Use apache pig to process the MovieLens datasets --- recommend system
来源:互联网 发布:淘宝怎么找学位证办理 编辑:程序博客网 时间:2024/06/05 01:06
MovieLens datasets webset :
http://grouplens.org/datasets/movielens/
Pig script :
-- 1. register the jar file named piggybank.jar, use the function org.apache.pig.piggybank.storage.MyRegExLoader
register '/opt/ibm/biginsights/pig/contrib/piggybank/java/piggybank.jar';
-- 2. load source dataset into variable named source
source = load '/user/liuhuaj/ml10m/my.train.bz2' using org.apache.pig.piggybank.storage.MyRegExLoader('^(\\S+)::(\\S+)::(\\S+)::\\S+') as (userid:int, itemid:int, score:double);
-- 3. compute the score^2 in order to compute the norm next.
source_tmp = foreach source generate TOTUPLE(userid,score) as userid_score, itemid, score, score*score as norm;
-- 4. group by itermid
itemid_group = group source_tmp by itemid;
-- 5. compute the average score and norm (sqrt(score1^1 + score2^2 +....)) for each items
get_avg_norm_tmp = foreach itemid_group generate flatten(source_tmp.userid_score), group as itemid, AVG(source_tmp.score) as avg,SQRT(SUM(source_tmp.norm)) as norm;
get_avg_norm_1 = foreach get_avg_norm_tmp generate null::userid_score.userid as userid, itemid, null::userid_score.score as score, avg, norm;
-- 6. group by userid
merge_2 = group get_avg_norm_1 by userid;
--store merge_2 into '/user/liuhuaj/ml10m/merge_2';
-- 7. register my own pig udf which is written in JAVA
register '/mnt/home/liuhuaj/pig_exec/pig_udf.jar';
-- 8. generate rows (itemid1, norm1, itemid2, norm2, norm_multiply, score_multiply) using my own function pig_udf.Sim_3_mapper
sim_3_mapper_tmp = foreach merge_2 generate flatten(pig_udf.Sim_3_mapper(get_avg_norm_1));
-- 9. filter the null rows
sim_3_mapper_del_null = filter sim_3_mapper_tmp by sim::itemid1 is not null;
sim_3_mapper = foreach sim_3_mapper_del_null generate sim::itemid1 as itemid1, sim::norm1 as norm1, sim::itemid2 as itemid2, sim::norm2 as norm2, sim::score1 as score1, sim::score2 as score2, sim::norm_multiply as norm_multiply, sim::score_multiply as score_multiply;
-- 10. group by (itermid1,itemid2)

Pointing and labeling entries:

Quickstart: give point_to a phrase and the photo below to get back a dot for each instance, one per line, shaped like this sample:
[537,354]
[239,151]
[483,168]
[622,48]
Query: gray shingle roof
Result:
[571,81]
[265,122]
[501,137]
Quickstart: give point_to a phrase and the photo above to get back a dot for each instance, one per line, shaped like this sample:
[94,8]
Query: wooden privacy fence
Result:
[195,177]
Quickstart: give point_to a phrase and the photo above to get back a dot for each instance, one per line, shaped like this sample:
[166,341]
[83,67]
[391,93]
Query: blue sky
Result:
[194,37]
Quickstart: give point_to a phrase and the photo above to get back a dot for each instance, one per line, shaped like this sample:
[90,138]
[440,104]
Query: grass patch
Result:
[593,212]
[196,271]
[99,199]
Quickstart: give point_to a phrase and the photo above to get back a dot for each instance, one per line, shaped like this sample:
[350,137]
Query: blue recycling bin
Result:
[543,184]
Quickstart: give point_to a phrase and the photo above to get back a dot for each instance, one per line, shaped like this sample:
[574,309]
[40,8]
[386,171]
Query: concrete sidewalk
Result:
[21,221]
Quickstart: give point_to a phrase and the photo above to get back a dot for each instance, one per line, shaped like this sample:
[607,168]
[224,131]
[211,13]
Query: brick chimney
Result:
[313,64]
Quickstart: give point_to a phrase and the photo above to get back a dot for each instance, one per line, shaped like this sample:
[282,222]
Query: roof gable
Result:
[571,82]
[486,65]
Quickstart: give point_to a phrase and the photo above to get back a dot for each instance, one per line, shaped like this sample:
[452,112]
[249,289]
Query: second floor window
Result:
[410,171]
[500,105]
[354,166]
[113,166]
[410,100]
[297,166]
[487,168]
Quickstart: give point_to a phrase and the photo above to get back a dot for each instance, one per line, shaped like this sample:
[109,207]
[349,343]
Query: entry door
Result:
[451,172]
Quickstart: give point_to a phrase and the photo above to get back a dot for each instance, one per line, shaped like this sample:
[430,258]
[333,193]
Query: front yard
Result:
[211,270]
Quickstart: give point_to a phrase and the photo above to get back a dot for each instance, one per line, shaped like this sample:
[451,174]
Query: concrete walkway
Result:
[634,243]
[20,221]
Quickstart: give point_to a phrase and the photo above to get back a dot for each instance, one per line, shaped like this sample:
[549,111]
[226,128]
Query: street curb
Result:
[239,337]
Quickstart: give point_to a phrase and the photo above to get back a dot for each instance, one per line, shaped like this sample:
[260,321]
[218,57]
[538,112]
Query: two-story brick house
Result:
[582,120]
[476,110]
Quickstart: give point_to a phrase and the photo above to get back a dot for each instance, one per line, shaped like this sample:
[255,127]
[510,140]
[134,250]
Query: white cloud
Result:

■ **Requirement 1**
Do these statements agree with the MovieLens Pig script? Answer yes or no for each, quoting the deciding words. (a) The source data is loaded with the MyRegExLoader function from piggybank.jar. (b) The custom UDF is written in Python. (c) Step 9 drops rows whose itemid1 is null.
■ **Requirement 2**
Which lines of the records contain the string "brick"? Gather each one and copy it in full.

■ **Worked solution 1**
(a) Yes: "register the jar file named piggybank.jar, use the function org.apache.pig.piggybank.storage.MyRegExLoader"
(b) No: "register my own pig udf which is written in JAVA"
(c) Yes: "filter sim_3_mapper_tmp by sim::itemid1 is not null"

■ **Worked solution 2**
Query: brick chimney
Query: two-story brick house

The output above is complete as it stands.